* _THE REQUEST_
Change every "instance_segmentation" in the data below to "object_segmentation", and reproduce the lines otherwise unaltered.

:::

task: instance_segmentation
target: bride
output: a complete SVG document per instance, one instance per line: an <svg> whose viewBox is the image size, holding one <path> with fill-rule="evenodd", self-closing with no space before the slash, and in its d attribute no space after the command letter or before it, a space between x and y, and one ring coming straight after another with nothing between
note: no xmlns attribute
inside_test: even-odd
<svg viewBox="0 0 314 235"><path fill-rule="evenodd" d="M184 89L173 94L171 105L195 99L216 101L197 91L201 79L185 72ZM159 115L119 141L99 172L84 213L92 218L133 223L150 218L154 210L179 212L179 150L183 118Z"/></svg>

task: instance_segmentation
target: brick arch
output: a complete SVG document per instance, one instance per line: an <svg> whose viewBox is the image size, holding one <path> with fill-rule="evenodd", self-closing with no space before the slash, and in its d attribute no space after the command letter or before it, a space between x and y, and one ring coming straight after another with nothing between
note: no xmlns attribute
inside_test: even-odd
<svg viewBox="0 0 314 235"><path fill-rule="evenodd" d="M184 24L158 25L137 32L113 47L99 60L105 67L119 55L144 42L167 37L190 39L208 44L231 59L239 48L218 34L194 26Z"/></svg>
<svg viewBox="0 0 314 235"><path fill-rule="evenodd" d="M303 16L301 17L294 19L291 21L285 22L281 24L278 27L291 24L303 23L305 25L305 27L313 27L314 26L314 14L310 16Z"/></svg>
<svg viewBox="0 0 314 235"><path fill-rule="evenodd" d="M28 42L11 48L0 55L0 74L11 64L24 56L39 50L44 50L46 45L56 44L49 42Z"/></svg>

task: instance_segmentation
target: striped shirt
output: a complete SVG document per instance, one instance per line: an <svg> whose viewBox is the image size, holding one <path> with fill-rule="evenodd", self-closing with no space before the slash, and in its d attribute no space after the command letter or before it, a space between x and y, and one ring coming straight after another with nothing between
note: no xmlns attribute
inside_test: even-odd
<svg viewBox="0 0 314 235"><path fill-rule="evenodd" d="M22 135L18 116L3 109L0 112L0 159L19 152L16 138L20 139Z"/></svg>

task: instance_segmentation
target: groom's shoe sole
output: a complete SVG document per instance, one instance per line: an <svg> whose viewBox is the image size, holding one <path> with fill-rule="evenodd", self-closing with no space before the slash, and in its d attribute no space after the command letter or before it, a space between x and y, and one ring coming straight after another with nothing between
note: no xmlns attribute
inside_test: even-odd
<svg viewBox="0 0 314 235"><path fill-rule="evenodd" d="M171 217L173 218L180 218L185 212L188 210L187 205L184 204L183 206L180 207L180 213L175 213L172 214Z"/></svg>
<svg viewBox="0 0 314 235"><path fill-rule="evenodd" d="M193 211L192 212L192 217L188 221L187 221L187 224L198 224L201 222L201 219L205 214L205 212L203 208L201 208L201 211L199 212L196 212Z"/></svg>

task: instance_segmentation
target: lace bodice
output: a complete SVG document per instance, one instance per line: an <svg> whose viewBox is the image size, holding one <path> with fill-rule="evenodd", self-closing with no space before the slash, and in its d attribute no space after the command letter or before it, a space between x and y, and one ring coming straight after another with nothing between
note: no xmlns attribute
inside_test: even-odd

:::

* _ANSWER TO THE EXERCISE_
task: object_segmentation
target: bride
output: a complete SVG document per instance, one instance per line: an <svg> whose viewBox is the image size, holding one <path> with fill-rule="evenodd", self-closing with no space before the slash, and in its d attribute no space after the command letter or before it, a space between x and y, and one ring coming straight after another with nothing between
note: no xmlns attribute
inside_test: even-odd
<svg viewBox="0 0 314 235"><path fill-rule="evenodd" d="M184 89L173 94L171 105L195 99L216 101L197 91L201 79L185 72ZM159 115L119 141L99 172L84 213L92 218L133 223L150 218L154 210L179 212L179 150L183 118Z"/></svg>

task: object_segmentation
target: brick arch
output: a complete SVG document per instance, one instance per line: an <svg> whose viewBox is the image size, holding one <path> with fill-rule="evenodd", self-closing with no space before the slash, and in its d attribute no space after the command letter or before it, a space between x and y, and one ring coming straight after another with nothing between
note: no xmlns attribute
inside_test: even-odd
<svg viewBox="0 0 314 235"><path fill-rule="evenodd" d="M184 24L158 25L137 32L113 47L99 60L105 67L119 55L144 42L167 37L190 39L208 44L231 59L239 48L218 34L194 26Z"/></svg>
<svg viewBox="0 0 314 235"><path fill-rule="evenodd" d="M303 16L301 17L294 19L291 21L285 22L281 24L278 27L291 24L303 23L305 25L305 27L313 27L314 26L314 14L310 16Z"/></svg>
<svg viewBox="0 0 314 235"><path fill-rule="evenodd" d="M28 42L11 48L0 55L0 74L11 64L24 56L39 50L44 50L46 45L56 44L49 42Z"/></svg>

task: object_segmentation
target: striped shirt
output: a complete SVG document per instance, one instance per line: an <svg> whose viewBox is the image size, holding one <path> with fill-rule="evenodd", self-closing with no space before the slash, and in its d attribute no space after the command letter or before it, a space between x and y, and one ring coming straight after another with nothing between
note: no xmlns attribute
inside_test: even-odd
<svg viewBox="0 0 314 235"><path fill-rule="evenodd" d="M22 135L18 116L3 109L0 112L0 159L19 152L16 138L20 139Z"/></svg>

task: object_segmentation
target: groom's shoe sole
output: a complete SVG document per instance, one instance per line: an <svg> whose viewBox is the image size, holding one <path> with fill-rule="evenodd", self-closing with no space before the slash, and in its d attribute no space after the command letter or before it, a space between x and y, and one ring coming straight after another with nothing between
note: no xmlns attribute
inside_test: even-odd
<svg viewBox="0 0 314 235"><path fill-rule="evenodd" d="M171 217L173 218L180 218L185 212L188 210L187 205L184 204L183 206L180 207L180 213L175 213L172 214Z"/></svg>
<svg viewBox="0 0 314 235"><path fill-rule="evenodd" d="M193 211L192 212L192 217L188 221L187 221L187 224L198 224L201 222L201 219L205 214L205 212L203 208L201 208L201 211L199 212L196 212Z"/></svg>

task: object_segmentation
target: lace bodice
output: a complete SVG document per instance, one instance per line: an <svg> whose viewBox is the image size, holding one <path> with fill-rule="evenodd", self-closing with no space before the slash, and in its d attribute no space after the command letter or before it, a space between x and y, and one ring coming straight after another with nothing between
note: no xmlns attribute
inside_test: even-odd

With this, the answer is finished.